• [What is needed]
Rewrite the entries below, replacing every "keypoint" with "marker" and keeping everything else the same. Leave the pictures out of your answer.

[Data shown start]

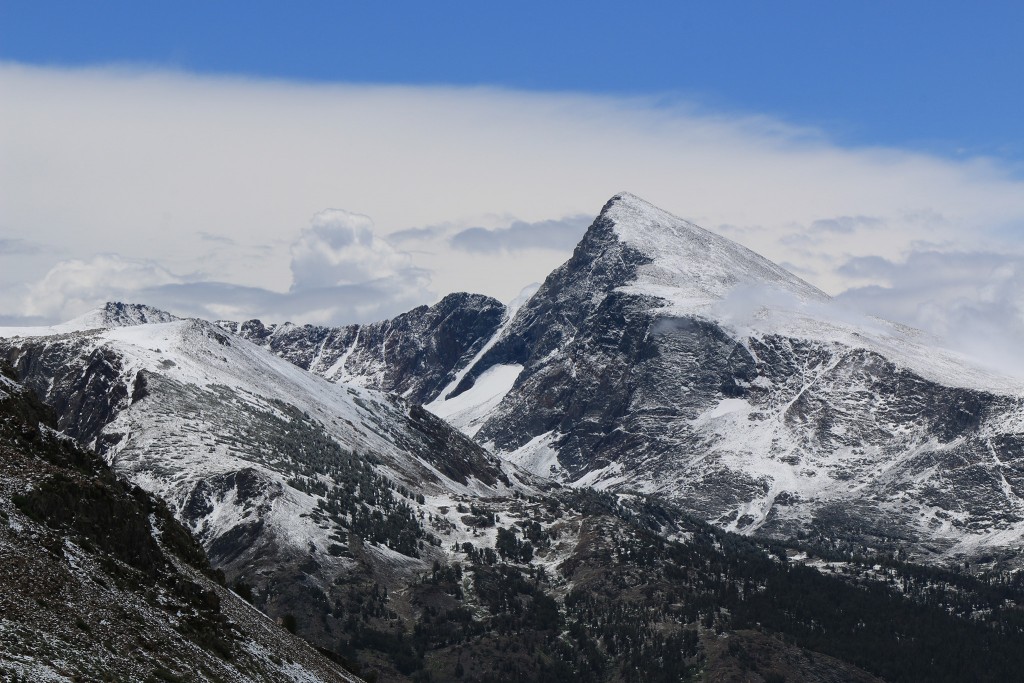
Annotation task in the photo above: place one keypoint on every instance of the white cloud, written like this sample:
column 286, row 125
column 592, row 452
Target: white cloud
column 340, row 248
column 75, row 286
column 340, row 273
column 974, row 301
column 558, row 235
column 185, row 174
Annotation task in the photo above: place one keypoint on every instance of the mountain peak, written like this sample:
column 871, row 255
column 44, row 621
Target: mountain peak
column 689, row 265
column 119, row 314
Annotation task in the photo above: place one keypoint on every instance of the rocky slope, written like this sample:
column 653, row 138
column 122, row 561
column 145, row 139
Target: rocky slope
column 416, row 354
column 288, row 480
column 665, row 358
column 100, row 583
column 408, row 553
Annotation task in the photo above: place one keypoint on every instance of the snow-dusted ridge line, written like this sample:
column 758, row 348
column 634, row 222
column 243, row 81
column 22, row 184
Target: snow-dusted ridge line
column 695, row 272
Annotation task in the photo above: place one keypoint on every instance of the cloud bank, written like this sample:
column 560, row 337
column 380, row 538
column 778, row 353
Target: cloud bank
column 196, row 194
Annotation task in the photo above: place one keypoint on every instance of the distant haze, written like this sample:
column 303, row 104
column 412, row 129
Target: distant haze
column 239, row 198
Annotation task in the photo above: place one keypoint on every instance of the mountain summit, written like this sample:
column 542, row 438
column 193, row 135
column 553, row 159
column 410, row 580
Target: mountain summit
column 664, row 358
column 687, row 265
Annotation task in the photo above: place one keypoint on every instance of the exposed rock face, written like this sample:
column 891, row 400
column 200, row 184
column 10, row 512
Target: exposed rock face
column 289, row 481
column 663, row 357
column 415, row 354
column 100, row 583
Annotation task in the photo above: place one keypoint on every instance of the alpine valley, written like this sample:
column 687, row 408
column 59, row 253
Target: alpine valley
column 673, row 460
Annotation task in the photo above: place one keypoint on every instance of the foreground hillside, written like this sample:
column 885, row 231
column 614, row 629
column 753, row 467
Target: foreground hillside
column 305, row 495
column 99, row 583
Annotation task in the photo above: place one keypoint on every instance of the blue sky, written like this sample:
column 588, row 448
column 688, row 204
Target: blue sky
column 942, row 77
column 336, row 162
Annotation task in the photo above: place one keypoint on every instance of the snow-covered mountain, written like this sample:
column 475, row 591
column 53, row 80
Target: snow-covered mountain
column 665, row 358
column 100, row 583
column 289, row 480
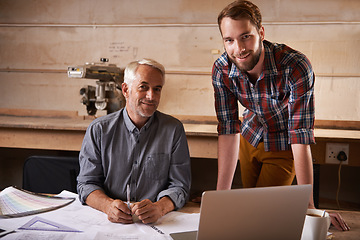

[Data shown end]

• [Answer to this problem]
Annotation task in the photo above: place one marker on every instance of the white cloud, written like this sample:
column 286, row 125
column 592, row 452
Target: white cloud
column 340, row 248
column 75, row 286
column 340, row 273
column 974, row 301
column 558, row 235
column 185, row 174
Annotation task in the photo above: place one marker on every instance of the mountain peak, written like this sample:
column 871, row 255
column 44, row 621
Target: mountain peak
column 689, row 265
column 119, row 314
Annotation task in the photo above: place one marker on every instance of the rocky slope, written like this sample:
column 653, row 138
column 122, row 561
column 145, row 139
Target: rocky slope
column 416, row 354
column 288, row 480
column 665, row 358
column 100, row 583
column 408, row 553
Annotation task in the photo above: place one marker on every instance of the snow-dusted ridge line, written like this sample:
column 758, row 348
column 634, row 222
column 243, row 81
column 22, row 184
Target: snow-dusted ridge line
column 695, row 272
Annotation task in the photo above: place one marker on every instance of the cloud bank, written like this sample:
column 560, row 337
column 380, row 538
column 778, row 353
Target: cloud bank
column 196, row 194
Annotation task in the photo above: place one marker on every instance of the distant haze, written like this sample:
column 303, row 104
column 412, row 129
Target: distant haze
column 239, row 198
Annotation task in the photo above: place one marker on every instance of the mountain summit, written like this sample:
column 542, row 438
column 193, row 135
column 553, row 159
column 410, row 580
Target: mountain summit
column 664, row 358
column 687, row 265
Annotation task in the photo above: place one marker on every instance of the exposed rock face, written like this sample:
column 891, row 400
column 200, row 184
column 10, row 512
Target: exposed rock face
column 289, row 481
column 663, row 357
column 415, row 354
column 100, row 583
Annotation task in the photo above: place one marker on every instance of the alpine valley, written like this sample:
column 687, row 408
column 59, row 253
Target: alpine valley
column 673, row 460
Annotation task in the photo above: place one marker on every instance of the foreground hillside, written like this sample:
column 885, row 231
column 614, row 629
column 753, row 467
Target: foreground hillside
column 305, row 495
column 99, row 583
Annotation task in the photo above: place one marker on every instance of the blue sky, written like this sample:
column 588, row 448
column 688, row 204
Target: blue sky
column 942, row 77
column 336, row 162
Annotation task in the photo above: place one marker on every instance of the snow-covered mountain, written like this sample:
column 475, row 591
column 53, row 80
Target: snow-covered mountain
column 665, row 358
column 100, row 583
column 289, row 480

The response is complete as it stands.